▶ [What you are asked to do]
Quote every line of the data below as it stands, omitting pictures.
* Start Recorded data *
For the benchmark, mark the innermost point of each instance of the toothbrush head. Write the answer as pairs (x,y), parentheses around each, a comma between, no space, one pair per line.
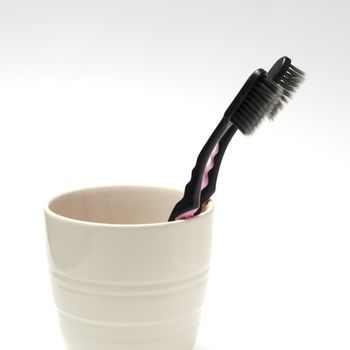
(258,98)
(289,77)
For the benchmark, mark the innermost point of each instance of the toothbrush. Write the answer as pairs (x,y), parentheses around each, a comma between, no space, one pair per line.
(258,97)
(289,78)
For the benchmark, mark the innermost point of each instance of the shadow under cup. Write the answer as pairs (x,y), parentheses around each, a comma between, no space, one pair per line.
(123,277)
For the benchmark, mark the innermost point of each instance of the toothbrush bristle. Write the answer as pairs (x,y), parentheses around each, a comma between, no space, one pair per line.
(289,81)
(261,100)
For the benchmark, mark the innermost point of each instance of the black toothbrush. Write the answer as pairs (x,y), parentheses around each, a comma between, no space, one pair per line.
(258,97)
(286,75)
(288,78)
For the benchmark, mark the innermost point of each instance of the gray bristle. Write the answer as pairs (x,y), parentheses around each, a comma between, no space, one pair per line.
(289,83)
(261,101)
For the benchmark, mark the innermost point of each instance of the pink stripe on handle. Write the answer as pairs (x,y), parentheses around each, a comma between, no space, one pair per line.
(205,180)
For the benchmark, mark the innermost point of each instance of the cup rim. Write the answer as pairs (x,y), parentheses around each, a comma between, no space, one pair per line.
(49,212)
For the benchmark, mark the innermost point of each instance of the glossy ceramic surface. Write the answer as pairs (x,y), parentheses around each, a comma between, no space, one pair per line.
(123,277)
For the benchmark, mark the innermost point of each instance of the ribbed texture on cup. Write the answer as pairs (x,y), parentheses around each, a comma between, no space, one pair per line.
(129,287)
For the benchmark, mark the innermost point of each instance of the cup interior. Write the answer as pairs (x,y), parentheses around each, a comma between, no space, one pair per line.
(117,205)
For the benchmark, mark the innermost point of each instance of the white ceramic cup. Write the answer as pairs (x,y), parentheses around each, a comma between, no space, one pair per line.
(123,277)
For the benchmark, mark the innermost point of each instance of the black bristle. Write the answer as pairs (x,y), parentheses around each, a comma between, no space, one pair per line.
(261,101)
(289,79)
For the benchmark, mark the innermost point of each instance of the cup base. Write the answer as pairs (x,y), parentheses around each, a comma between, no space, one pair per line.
(88,335)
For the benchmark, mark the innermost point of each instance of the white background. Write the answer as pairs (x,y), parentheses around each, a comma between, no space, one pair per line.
(126,92)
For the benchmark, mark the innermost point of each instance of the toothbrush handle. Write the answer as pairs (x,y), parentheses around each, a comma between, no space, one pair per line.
(209,190)
(191,199)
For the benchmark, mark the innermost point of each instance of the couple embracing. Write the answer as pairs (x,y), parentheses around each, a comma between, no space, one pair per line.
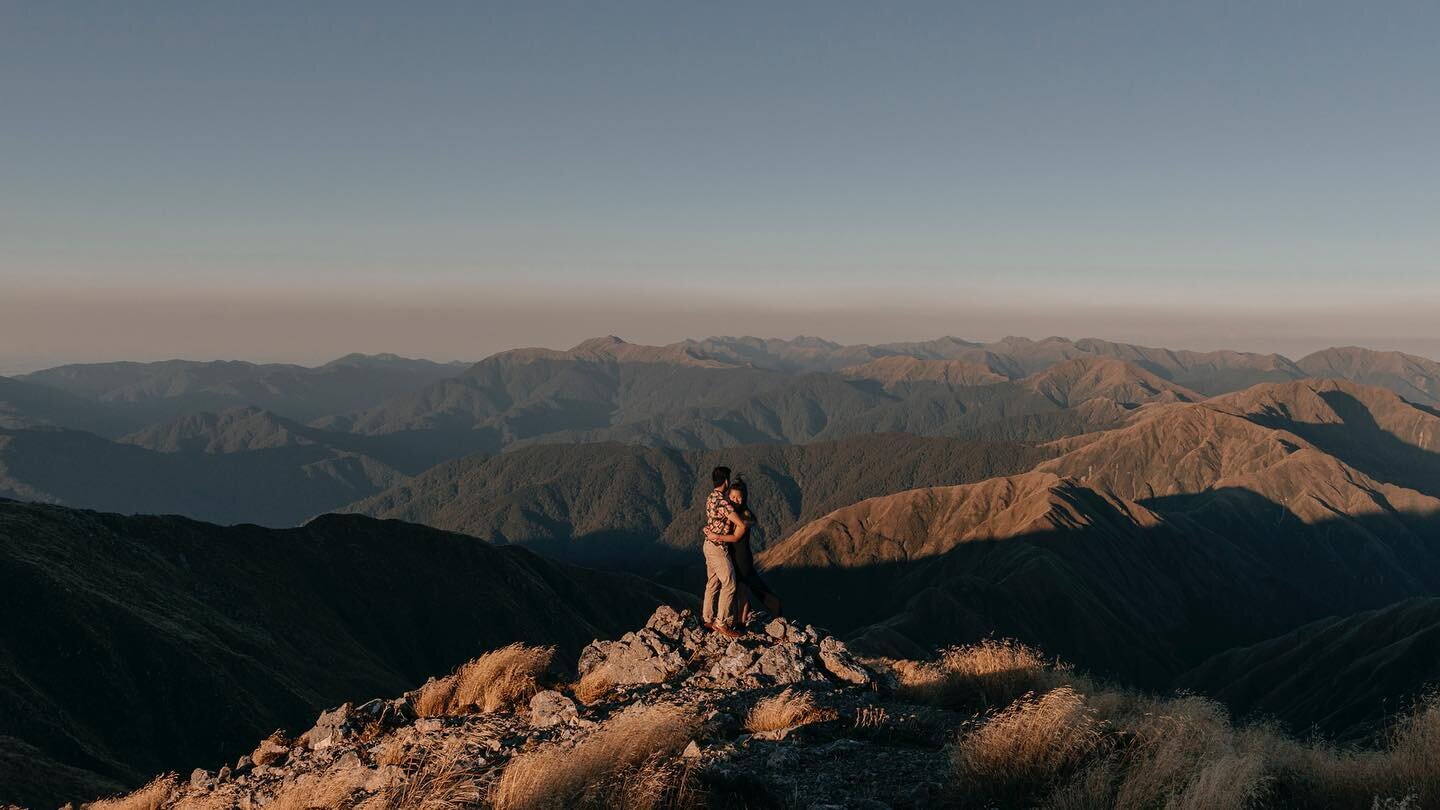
* End Recorded data *
▶ [The completed task]
For the benchmark, mark the innermost point of each instance of the toothbrush head. Write the answer as pairs (x,y), parentheses around each, a comma between, no space, one pair per line.
(258,98)
(289,77)
For the benchmark, mark the innermost point of each instance of the toothbrush. Write the answer as pairs (x,y), parentheses around each, a comma between, no space, one pair per line.
(258,97)
(289,78)
For the benchmark, mark the innermost point of each instance of the shadow under cup. Write the answer as pairs (x,y), parentheses around each, a comma between, no space, one pair per line.
(123,277)
For the benchmark, mark the innermost point of each instance of the toothbrush bristle. Write the answer as pairs (x,y), parentheses around each, a comma between, no space, one pair per line.
(289,81)
(261,100)
For the benchmark, mark the innermost point of each instance of the black toothbrush. Write the answer as pairs (x,y), parentheses around each, a comma between, no space, one pair per line.
(258,97)
(286,75)
(288,78)
For the benchmark, mark the innermost point of each instance of the gray bristle. Write the answer as pairs (x,y), parentheses around each, a comma between, no space, one pair per line.
(289,83)
(261,101)
For the benchmark, mark the innermost point of each instance of the pink stripe on handle. Write the answer as pairs (x,y), parentheses around each, a comma between, no space, one pair per line.
(205,180)
For the benchmark, mark the innermost point of each instance of the cup rim. Write the answer as pairs (x,y), parentheses around each, a comma between, no space, one pair per line.
(49,212)
For the benchmark, mark the innermost point of each instance of the glossy ceramic surface. Write the answer as pairs (x,y), parentheses around each, a comma between, no space, one pair per line.
(123,277)
For the benchmark, mark the innermost point of each instance of the ribbed texture on cup. Write the answer as pairs (x,y), parentheses around each, a comma between, no space, one pair per line.
(129,287)
For the benchmark, mark the innermost point of each instance of the cup interior. Write the answer as pairs (x,y), parentheses around each, a comma between, no space, one pair per line.
(117,205)
For the benchmark, mark the innermost point of each instance of the white ceramic cup. Write the answer as pairs (x,y), parentheses around each, a comma between, no space, one pair per line.
(123,277)
For the benchmark, mark the innermost point of each instance of the black bristle. Write the answer as pairs (x,y), parentheses around each, a comma between, no space, one pair per line.
(261,101)
(289,79)
For the benchmark, mark the innermost point of each instance of the cup base. Write the answer as pairs (x,y), parentheses around each, a comma between, no space, one pair per line.
(88,335)
For the benchmark, mark the innermost point of each instance of the white background. Write the answer as pairs (x,y), parentheses around each, a comma between, no space, one pair per line.
(126,92)
For the benchmark, mark the innermost point of each instance of the toothbrush handle. Write the answer as pairs (x,y), parentheses around each, a comma between, no space, one pair per line.
(209,190)
(191,199)
For the benchmark, mark the innermost point of each instance of the couple embracing. Write the answer as pairs (x,y), parentheses around each, a comma between, no space, one pair per line.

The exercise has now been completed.